Troy Currence, I was born in Germany, Bitgurg (Frankfurt) May 31, 1972. I was raised in Germany, Albuquerque, NM, Panama, England and Cape Cod, MA. I am the grandson of the Great Great Great Joseph and Love Saunders both of Herring Pond. The Great Great grandson of Harriet Saunders Harding. The Great grandson of Caleb Saunders Harding. And the Grandson of Maurice "Buster" Belmont Harding. The son of Hazel Ann Harding Currence, ``The One Who Smiles Easily", Elder to the Herring Pond people and heavily involved in Herring Pond Tribe & The Wampanoag Nation.

= REQUIREMENT 1 =
Duplicate the portion of the ancestry statement that opens with the words containing "Troy Currence, I" and closes with "The Wampanoag Nation.".
= REQUIREMENT 2 =
Write the next part of the ancestry statement, picking up after its final sentence.

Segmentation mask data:

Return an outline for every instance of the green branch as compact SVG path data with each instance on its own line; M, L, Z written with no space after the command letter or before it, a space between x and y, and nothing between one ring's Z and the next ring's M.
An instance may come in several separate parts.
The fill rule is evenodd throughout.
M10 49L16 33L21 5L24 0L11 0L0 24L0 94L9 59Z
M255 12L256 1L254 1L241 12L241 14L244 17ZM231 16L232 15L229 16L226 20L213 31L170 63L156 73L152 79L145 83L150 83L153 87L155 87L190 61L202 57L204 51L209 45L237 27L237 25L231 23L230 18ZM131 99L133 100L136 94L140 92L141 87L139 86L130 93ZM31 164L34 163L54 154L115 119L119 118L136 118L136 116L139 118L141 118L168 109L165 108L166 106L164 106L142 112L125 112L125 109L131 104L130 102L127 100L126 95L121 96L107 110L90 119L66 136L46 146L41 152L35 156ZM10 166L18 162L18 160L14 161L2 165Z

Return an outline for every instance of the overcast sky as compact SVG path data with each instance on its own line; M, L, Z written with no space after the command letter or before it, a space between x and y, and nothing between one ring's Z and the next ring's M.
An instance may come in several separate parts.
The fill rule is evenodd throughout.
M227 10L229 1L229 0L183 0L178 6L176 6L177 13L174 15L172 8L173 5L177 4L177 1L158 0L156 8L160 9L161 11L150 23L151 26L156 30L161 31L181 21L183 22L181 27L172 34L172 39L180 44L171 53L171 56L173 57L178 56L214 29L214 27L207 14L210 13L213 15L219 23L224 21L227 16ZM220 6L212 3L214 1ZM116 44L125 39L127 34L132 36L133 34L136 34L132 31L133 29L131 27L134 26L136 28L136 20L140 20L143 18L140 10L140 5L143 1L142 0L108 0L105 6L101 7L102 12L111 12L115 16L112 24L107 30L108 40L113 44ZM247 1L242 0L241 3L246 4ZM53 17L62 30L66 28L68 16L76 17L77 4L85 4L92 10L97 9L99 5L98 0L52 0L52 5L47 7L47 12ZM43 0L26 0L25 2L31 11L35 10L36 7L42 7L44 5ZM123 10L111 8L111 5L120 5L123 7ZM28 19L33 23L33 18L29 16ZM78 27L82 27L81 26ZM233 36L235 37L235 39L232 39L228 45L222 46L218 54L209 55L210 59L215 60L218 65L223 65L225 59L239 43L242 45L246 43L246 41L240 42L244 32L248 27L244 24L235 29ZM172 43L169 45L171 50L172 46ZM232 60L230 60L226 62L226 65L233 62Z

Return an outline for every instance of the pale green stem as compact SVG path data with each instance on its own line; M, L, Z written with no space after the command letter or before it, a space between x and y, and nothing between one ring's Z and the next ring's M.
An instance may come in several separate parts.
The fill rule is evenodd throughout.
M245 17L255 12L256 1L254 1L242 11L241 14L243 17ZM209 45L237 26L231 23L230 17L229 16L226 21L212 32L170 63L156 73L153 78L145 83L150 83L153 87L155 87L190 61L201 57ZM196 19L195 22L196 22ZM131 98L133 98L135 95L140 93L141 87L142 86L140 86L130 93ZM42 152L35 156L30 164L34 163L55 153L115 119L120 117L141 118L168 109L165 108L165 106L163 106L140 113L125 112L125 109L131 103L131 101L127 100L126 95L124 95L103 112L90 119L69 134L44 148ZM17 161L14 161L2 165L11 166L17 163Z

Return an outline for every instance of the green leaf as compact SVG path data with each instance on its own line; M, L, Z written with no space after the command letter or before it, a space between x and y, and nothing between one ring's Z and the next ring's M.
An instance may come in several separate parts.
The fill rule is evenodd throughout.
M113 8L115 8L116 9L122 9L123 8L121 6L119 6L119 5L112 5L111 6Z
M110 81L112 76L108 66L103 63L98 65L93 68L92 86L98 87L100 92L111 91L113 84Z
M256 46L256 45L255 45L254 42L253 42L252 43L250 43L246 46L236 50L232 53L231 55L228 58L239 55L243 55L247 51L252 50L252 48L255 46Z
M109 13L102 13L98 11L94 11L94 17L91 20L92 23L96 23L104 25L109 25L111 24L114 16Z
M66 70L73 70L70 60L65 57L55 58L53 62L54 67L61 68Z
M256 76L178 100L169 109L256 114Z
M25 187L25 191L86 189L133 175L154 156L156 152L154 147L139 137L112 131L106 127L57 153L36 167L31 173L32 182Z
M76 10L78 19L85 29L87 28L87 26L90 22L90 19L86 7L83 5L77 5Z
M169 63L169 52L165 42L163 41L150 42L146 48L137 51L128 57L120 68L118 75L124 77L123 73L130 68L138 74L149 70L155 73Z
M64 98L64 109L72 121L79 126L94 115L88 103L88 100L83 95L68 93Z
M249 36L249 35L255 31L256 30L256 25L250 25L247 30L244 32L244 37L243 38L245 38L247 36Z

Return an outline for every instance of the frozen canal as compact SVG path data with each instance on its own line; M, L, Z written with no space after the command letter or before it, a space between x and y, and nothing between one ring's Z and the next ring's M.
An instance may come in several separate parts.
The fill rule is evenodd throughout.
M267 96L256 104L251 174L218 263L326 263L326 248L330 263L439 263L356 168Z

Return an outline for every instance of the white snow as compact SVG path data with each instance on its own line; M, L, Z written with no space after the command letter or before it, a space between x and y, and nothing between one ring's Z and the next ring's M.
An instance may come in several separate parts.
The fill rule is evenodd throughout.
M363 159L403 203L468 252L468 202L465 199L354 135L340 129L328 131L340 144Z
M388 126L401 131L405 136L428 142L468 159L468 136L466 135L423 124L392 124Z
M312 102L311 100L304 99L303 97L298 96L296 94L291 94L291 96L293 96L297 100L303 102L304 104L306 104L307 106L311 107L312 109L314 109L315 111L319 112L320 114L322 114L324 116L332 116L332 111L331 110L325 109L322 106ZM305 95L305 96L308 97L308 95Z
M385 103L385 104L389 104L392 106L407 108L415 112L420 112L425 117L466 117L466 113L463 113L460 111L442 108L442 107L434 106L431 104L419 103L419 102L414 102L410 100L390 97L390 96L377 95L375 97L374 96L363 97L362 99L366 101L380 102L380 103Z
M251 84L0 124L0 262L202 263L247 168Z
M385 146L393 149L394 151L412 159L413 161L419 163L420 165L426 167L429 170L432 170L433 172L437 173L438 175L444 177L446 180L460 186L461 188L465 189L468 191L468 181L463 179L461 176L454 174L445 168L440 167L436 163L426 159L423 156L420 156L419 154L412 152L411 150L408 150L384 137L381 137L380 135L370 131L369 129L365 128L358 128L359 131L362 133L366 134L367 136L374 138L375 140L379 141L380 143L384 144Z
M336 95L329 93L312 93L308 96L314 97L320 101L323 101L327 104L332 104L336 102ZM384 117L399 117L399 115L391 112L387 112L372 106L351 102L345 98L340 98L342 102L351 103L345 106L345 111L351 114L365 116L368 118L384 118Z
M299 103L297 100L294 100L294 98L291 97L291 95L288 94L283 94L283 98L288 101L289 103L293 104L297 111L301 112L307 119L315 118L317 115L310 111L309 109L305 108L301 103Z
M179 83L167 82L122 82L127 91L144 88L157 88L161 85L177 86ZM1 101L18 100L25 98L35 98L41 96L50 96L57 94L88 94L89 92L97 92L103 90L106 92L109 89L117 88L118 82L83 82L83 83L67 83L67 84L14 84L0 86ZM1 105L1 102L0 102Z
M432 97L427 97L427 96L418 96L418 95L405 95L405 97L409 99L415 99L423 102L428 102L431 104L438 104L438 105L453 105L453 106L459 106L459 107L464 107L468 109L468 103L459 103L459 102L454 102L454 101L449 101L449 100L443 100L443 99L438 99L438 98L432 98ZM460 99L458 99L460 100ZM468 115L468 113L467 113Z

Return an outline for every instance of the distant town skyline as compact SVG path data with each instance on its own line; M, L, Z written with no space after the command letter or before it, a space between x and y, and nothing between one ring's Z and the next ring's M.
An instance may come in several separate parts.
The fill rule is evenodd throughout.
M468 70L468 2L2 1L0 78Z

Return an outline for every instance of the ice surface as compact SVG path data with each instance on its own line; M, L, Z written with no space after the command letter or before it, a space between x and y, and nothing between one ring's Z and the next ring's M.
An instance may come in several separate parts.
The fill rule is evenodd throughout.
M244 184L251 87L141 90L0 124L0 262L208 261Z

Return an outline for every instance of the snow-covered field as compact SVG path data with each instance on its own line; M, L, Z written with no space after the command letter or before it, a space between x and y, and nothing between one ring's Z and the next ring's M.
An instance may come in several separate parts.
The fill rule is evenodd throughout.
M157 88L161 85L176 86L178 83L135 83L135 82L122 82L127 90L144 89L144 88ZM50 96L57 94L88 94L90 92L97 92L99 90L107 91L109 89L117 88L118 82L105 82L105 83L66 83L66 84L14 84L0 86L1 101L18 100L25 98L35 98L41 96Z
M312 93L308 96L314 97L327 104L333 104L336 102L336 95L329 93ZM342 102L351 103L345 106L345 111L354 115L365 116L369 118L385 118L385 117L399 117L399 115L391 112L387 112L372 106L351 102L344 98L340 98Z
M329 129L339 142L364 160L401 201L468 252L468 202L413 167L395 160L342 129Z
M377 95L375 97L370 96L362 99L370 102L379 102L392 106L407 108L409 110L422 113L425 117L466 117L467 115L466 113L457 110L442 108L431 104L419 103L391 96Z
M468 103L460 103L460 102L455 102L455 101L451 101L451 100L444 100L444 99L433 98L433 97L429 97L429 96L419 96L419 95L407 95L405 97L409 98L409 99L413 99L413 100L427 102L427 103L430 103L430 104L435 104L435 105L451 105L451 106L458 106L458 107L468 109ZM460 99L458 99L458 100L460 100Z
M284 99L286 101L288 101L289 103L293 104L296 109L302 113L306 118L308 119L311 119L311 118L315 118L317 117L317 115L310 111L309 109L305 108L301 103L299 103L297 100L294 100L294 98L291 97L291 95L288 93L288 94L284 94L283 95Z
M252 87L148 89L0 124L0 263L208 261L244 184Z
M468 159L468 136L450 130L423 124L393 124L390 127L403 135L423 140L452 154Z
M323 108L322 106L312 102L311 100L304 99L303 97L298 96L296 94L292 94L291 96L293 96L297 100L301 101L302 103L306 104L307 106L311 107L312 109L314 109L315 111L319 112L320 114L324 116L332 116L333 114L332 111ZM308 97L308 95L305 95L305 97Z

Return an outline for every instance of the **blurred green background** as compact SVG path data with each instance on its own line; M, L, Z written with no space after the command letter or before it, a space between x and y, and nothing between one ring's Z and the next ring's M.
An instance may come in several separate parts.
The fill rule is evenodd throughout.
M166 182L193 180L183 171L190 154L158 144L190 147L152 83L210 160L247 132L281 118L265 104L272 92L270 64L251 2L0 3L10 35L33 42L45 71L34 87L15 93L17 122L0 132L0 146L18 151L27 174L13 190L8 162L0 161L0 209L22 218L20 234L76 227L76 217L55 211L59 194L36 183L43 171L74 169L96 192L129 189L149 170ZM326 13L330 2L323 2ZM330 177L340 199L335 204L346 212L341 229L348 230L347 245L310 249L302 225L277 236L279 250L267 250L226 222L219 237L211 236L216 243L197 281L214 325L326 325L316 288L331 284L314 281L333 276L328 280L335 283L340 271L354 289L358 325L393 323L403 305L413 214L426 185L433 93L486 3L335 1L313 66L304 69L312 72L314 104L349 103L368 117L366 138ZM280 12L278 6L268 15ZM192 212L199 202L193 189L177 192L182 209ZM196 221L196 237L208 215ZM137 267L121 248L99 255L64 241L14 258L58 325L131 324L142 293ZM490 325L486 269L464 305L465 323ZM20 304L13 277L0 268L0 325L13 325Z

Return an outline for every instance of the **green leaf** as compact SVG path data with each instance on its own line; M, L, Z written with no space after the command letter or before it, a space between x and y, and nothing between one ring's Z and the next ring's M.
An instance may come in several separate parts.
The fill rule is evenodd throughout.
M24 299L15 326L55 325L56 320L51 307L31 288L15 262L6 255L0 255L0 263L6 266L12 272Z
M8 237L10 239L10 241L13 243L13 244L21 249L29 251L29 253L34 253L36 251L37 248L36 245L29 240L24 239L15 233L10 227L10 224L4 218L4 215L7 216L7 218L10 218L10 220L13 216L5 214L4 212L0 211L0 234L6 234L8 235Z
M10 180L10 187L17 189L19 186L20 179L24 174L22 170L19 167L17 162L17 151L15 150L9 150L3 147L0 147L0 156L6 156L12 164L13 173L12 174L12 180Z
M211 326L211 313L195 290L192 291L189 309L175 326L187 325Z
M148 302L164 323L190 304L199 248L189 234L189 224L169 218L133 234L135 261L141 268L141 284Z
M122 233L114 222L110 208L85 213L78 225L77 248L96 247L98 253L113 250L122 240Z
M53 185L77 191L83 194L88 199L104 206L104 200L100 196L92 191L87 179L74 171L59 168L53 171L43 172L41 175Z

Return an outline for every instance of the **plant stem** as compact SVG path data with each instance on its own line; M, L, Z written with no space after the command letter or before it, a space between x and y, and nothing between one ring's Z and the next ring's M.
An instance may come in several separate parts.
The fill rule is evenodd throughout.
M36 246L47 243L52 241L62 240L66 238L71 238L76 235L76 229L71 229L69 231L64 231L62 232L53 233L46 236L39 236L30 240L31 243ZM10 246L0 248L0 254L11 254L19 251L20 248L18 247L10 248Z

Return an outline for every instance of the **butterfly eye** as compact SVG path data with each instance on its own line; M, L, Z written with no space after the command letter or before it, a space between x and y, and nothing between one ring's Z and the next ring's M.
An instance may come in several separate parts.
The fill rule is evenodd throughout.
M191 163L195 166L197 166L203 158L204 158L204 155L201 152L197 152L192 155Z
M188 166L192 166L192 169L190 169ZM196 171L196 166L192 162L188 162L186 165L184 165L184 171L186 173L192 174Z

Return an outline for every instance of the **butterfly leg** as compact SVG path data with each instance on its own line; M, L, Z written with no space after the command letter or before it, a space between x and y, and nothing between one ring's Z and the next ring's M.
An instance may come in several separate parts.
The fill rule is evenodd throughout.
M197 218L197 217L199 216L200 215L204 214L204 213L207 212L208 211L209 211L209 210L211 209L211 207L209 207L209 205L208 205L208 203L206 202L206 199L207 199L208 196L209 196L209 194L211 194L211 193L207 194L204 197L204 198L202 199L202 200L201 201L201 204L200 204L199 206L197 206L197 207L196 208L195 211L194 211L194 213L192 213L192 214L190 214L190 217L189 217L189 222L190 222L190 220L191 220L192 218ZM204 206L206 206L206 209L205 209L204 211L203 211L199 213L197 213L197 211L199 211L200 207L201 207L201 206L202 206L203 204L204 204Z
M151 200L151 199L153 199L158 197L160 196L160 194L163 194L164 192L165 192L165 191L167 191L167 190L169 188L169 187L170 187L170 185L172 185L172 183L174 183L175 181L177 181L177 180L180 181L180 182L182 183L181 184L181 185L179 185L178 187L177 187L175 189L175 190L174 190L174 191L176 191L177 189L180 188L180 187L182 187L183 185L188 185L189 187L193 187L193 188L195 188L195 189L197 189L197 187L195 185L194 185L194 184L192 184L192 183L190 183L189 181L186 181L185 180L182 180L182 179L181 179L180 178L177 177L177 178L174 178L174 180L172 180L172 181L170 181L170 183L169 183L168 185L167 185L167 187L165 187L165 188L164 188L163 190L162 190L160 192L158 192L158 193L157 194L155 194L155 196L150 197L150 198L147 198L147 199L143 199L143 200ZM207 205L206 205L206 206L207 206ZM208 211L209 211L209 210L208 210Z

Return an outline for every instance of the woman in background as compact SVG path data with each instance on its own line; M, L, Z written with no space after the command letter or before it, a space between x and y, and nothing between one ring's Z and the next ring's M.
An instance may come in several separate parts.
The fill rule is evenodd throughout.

= RESPONSE AREA 1 =
Troy Currence, I was born in Germany, Bitgurg (Frankfurt) May 31, 1972. I was raised in Germany, Albuquerque, NM, Panama, England and Cape Cod, MA. I am the grandson of the Great Great Great Joseph and Love Saunders both of Herring Pond. The Great Great grandson of Harriet Saunders Harding. The Great grandson of Caleb Saunders Harding. And the Grandson of Maurice "Buster" Belmont Harding. The son of Hazel Ann Harding Currence, ``The One Who Smiles Easily", Elder to the Herring Pond people and heavily involved in Herring Pond Tribe & The Wampanoag Nation.

= RESPONSE AREA 2 =
Medicine man to the Herring Pond Tribe. And have been involved with the tribe since my parents returned here in 1986, and more involved since the birth of daughter, Kendall Ann-Marie Currence, the one who is known as "Rising Feather" Waapumeeqan. Kendall is currently the Captain of the Women's Northeastern Basketball team. I have been the medicine man for the last 14 years. I was involved in so many things within our tribe from Genealogy, language, pow wows, ceremonies, socials, guest interpreter at Plimoth Plantation (Patuxet), Wampanoag Nation Singers and Dancers Wampanoag Nation Advisory Committee and have represented not only our tribe but the Wampanoag nation at events and the list goes on and on. I assist the Woods Hole Diversity committee on racial and social justice issues and Falmouth Academy on diversity and affordability about education and I was a past member of the Woods Hole Black History Committee.
I have a degree in Sociology (Concentration in Criminology) and a minor in Psychology. I have worked with the Department of Social Service and Juvenile courts and was an Assistant Director of a Youth Program for several years. I have been an employee for the United States Geological Survey as an IT Technologist for the last 21 years.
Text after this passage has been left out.